**Exercise brief**. Write out the listing below again, swapping every "Mark a point" for "Place a dot" and keeping everything else the same. Leave the pictures out.

Pointing dataset excerpts

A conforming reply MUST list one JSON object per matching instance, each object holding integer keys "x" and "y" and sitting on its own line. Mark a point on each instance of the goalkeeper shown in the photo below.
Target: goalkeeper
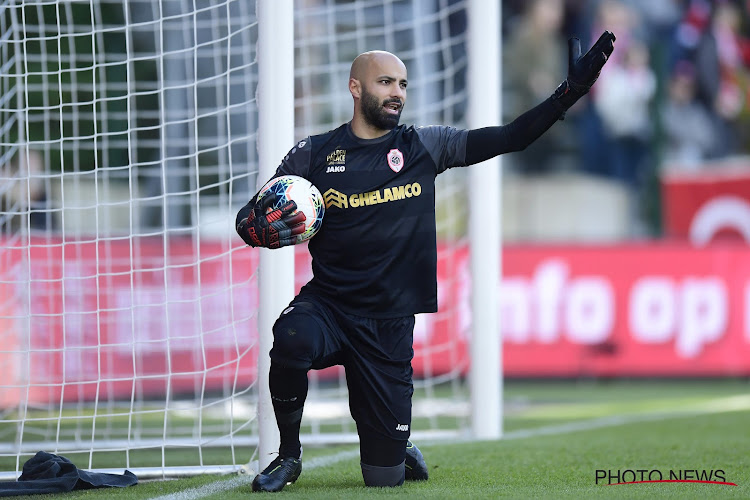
{"x": 374, "y": 260}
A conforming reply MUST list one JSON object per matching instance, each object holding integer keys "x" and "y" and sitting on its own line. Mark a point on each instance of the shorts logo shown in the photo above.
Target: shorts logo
{"x": 395, "y": 160}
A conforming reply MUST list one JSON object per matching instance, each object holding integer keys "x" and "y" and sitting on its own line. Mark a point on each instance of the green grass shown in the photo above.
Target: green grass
{"x": 702, "y": 425}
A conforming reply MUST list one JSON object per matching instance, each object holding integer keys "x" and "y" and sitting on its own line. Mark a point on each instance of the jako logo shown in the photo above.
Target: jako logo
{"x": 395, "y": 193}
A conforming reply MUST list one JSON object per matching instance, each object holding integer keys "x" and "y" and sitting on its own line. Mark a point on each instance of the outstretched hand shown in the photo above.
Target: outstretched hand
{"x": 583, "y": 70}
{"x": 272, "y": 228}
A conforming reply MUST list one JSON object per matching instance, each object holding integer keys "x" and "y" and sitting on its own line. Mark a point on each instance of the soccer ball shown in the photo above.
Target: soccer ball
{"x": 305, "y": 194}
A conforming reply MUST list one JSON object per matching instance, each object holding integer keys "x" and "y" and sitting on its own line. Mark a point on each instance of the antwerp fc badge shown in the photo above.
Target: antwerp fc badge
{"x": 395, "y": 160}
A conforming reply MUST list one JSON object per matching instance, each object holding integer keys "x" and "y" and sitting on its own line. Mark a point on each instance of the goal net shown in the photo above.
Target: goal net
{"x": 128, "y": 305}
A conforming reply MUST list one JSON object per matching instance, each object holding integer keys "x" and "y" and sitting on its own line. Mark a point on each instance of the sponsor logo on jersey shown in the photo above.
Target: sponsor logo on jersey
{"x": 395, "y": 160}
{"x": 336, "y": 161}
{"x": 337, "y": 199}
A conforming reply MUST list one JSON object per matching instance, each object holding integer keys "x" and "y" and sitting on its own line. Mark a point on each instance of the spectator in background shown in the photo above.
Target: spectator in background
{"x": 722, "y": 75}
{"x": 623, "y": 102}
{"x": 595, "y": 144}
{"x": 690, "y": 137}
{"x": 534, "y": 60}
{"x": 23, "y": 198}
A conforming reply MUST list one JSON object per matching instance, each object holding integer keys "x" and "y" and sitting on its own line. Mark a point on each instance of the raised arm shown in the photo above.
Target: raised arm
{"x": 485, "y": 143}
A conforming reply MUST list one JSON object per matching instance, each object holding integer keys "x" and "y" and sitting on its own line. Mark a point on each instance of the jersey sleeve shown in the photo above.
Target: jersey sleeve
{"x": 446, "y": 145}
{"x": 297, "y": 160}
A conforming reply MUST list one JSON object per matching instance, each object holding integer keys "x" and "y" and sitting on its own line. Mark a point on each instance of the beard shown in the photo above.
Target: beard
{"x": 374, "y": 113}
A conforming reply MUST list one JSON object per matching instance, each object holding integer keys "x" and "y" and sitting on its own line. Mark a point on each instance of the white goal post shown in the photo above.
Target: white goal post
{"x": 132, "y": 331}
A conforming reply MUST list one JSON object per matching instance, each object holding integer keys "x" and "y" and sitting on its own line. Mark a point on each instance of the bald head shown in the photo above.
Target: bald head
{"x": 374, "y": 59}
{"x": 377, "y": 82}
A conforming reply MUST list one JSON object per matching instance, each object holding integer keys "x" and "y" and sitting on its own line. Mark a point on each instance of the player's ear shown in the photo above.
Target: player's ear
{"x": 355, "y": 88}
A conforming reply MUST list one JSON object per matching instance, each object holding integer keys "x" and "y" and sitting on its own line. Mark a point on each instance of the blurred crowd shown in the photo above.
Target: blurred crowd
{"x": 675, "y": 93}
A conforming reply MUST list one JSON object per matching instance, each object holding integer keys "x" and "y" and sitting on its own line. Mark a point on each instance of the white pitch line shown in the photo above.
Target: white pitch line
{"x": 244, "y": 481}
{"x": 720, "y": 405}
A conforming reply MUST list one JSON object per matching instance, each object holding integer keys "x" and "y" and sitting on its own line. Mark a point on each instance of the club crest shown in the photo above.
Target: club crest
{"x": 395, "y": 160}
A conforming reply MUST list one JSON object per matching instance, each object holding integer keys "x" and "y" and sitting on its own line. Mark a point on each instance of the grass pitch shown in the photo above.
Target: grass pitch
{"x": 557, "y": 436}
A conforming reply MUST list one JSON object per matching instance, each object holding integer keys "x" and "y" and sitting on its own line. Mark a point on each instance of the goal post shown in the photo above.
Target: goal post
{"x": 133, "y": 333}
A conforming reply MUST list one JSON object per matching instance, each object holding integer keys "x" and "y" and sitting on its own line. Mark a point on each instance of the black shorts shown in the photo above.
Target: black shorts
{"x": 376, "y": 355}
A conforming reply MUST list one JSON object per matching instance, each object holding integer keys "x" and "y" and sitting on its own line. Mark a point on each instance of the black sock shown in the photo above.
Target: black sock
{"x": 288, "y": 393}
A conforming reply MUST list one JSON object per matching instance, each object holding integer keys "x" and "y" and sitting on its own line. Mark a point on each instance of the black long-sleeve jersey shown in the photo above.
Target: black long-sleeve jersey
{"x": 376, "y": 254}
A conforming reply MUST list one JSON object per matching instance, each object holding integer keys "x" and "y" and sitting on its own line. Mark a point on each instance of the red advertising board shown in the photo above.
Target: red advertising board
{"x": 117, "y": 317}
{"x": 707, "y": 205}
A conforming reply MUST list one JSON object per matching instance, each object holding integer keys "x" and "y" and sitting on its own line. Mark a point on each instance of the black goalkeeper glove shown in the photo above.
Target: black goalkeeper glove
{"x": 275, "y": 229}
{"x": 583, "y": 71}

**Answer to the problem**.
A conforming reply MUST list one JSON object per matching instance, each object holding integer keys "x" and "y" and sitting on its own line. Place a dot on each instance of the goalkeeper shown in the photo below.
Target: goalkeeper
{"x": 374, "y": 260}
A conforming reply MUST list one JSON object per matching instance, each object holding integer keys "x" and "y" and sitting on its own line. Place a dot on each instance of the shorts logo shown in the photo above.
Target: shorts logo
{"x": 395, "y": 160}
A conforming reply MUST list one JSON object per matching instance, each object holding integer keys "x" and "y" and sitting on its own line. Place a dot on each instance of the green grass shown in the photo above.
Target: green grass
{"x": 702, "y": 425}
A conforming reply MUST list one JSON object per matching instance, each object holding integer keys "x" and "y" and sitting on its own line. Place a dot on each instance of the jako logo shown in the photo above.
Target: jako logo
{"x": 395, "y": 193}
A conforming reply MUST list one JSON object per matching instance, each object holding integer keys "x" and "y" and sitting on its own line. Place a dot on each instance of the outstretched hand shown in the photo above.
Target: outstretched hand
{"x": 583, "y": 70}
{"x": 272, "y": 228}
A conforming reply MUST list one JSON object per matching instance, each object holding integer keys "x" and "y" and sitting on its own line. Place a dot on each instance of the soccer ball shown in the photo above.
Target: soccer ball
{"x": 305, "y": 194}
A conforming reply MUST list one JSON object per matching instance, each object holding integer keys "x" and "y" and sitting on its own line. Place a dot on each instance of the antwerp fc badge shown in the photo above.
Target: antwerp fc badge
{"x": 395, "y": 160}
A conforming reply MUST list one JSON object per matching instance, each object holding integer keys "x" and "y" and sitting on its own line. Place a dot on each instance of the goal net shown in the photo above.
Target: goal net
{"x": 128, "y": 305}
A conforming reply MUST list one JSON object per matching instance, each object holding integer keys "x" and "y" and sitting on its own line. Place a dot on each instance of the sponsor logo on jersey shown in the photo above.
Target: sponsor logo on jersey
{"x": 395, "y": 160}
{"x": 336, "y": 161}
{"x": 337, "y": 199}
A conforming reply MUST list one JSON object per matching instance, each object holding integer keys "x" and "y" and sitting on its own line. Place a dot on each instance of the spectator in background shown in the photo above.
Target: spectator in background
{"x": 722, "y": 75}
{"x": 623, "y": 102}
{"x": 595, "y": 144}
{"x": 690, "y": 137}
{"x": 534, "y": 60}
{"x": 23, "y": 198}
A conforming reply MUST list one JSON object per matching instance, each object holding integer keys "x" and "y" and sitting on its own line. Place a dot on each instance of the raised arm shown in the photo above.
Target: raised arm
{"x": 485, "y": 143}
A conforming reply MUST list one JSON object per matching instance, each object holding integer keys "x" and "y" and sitting on its own line. Place a dot on each instance of the jersey sleeve shown in the photo above.
Target: jersey sleeve
{"x": 446, "y": 145}
{"x": 297, "y": 160}
A conforming reply MUST list one JSON object per matching instance, each object holding integer keys "x" and "y" and sitting on its own line. Place a dot on each instance of the beard shown in the photo above.
Target: beard
{"x": 374, "y": 113}
A conforming reply MUST list one JSON object per matching instance, each object holding integer keys "x" and "y" and sitting on its own line. Place a dot on each instance of the white goal post shown in the photo above.
Target: white goal post
{"x": 132, "y": 331}
A conforming reply MUST list one JSON object per matching instance, each object holding integer keys "x" and "y" and sitting on its own line. Place a dot on each instance of the bald head shown in the photo above.
Target: bald head
{"x": 374, "y": 59}
{"x": 377, "y": 82}
A conforming reply MUST list one JSON object per matching instance, each object holding integer keys "x" and "y" and sitting on its own line. Place a dot on each instance of the player's ear shown in the photo above.
Target: player's ear
{"x": 355, "y": 88}
A conforming reply MUST list one JSON object per matching instance, each object holding integer keys "x" and "y" and sitting on its own line. Place a dot on each instance of the blurred crowd shown in the photo above.
Target: blurred crowd
{"x": 675, "y": 93}
A conforming reply MUST list one JSON object per matching instance, each object holding integer keys "x" and "y" and sitting on its own line. Place a dot on each instance of the white pitch line shown in the photo above.
Target: white pitch line
{"x": 244, "y": 481}
{"x": 720, "y": 405}
A conforming reply MUST list one JSON object per matching instance, each object holding integer keys "x" and "y" and sitting on its own line. Place a dot on each instance of the club crest shown in the photo above.
Target: club crest
{"x": 395, "y": 160}
A conforming reply MUST list one JSON object per matching instance, each object holding integer keys "x" and "y" and sitting on its own line. Place a dot on each instance of the grass pitch shown in the photo above.
Target: grass pitch
{"x": 557, "y": 436}
A conforming reply MUST list one JSON object per matching instance, each object holding integer keys "x" and "y" and sitting on its own line. Place a dot on each instance of the goal post shown in the photo above.
Target: goal post
{"x": 133, "y": 333}
A conforming reply MUST list one JSON object per matching instance, each object holding integer keys "x" and "y" and sitting on its own line. Place a dot on each instance of the black shorts shown in the photo above.
Target: black shorts
{"x": 376, "y": 355}
A conforming reply MUST list one JSON object per matching instance, each object holding integer keys "x" and "y" and sitting on its own line. Place a dot on each instance of the black sock shown in the photo above.
Target: black sock
{"x": 288, "y": 393}
A conforming reply MUST list one JSON object per matching instance, each object holding integer keys "x" and "y" and sitting on its own line. Place a dot on each instance of the black long-sleeve jersey shown in the photo above.
Target: black long-sleeve jersey
{"x": 376, "y": 254}
A conforming reply MUST list one JSON object per matching instance, each object holding integer keys "x" and "y" and sitting on its own line. Place a dot on each instance of the red advertising board shown in the photo above.
Target: red advertising board
{"x": 117, "y": 317}
{"x": 707, "y": 205}
A conforming reply MUST list one JSON object per matching instance, each object holding integer keys "x" and "y" and sitting on its own line. Place a dot on each instance of the black goalkeeper glove shown in the photo above.
Target: black goalkeeper glove
{"x": 275, "y": 229}
{"x": 583, "y": 71}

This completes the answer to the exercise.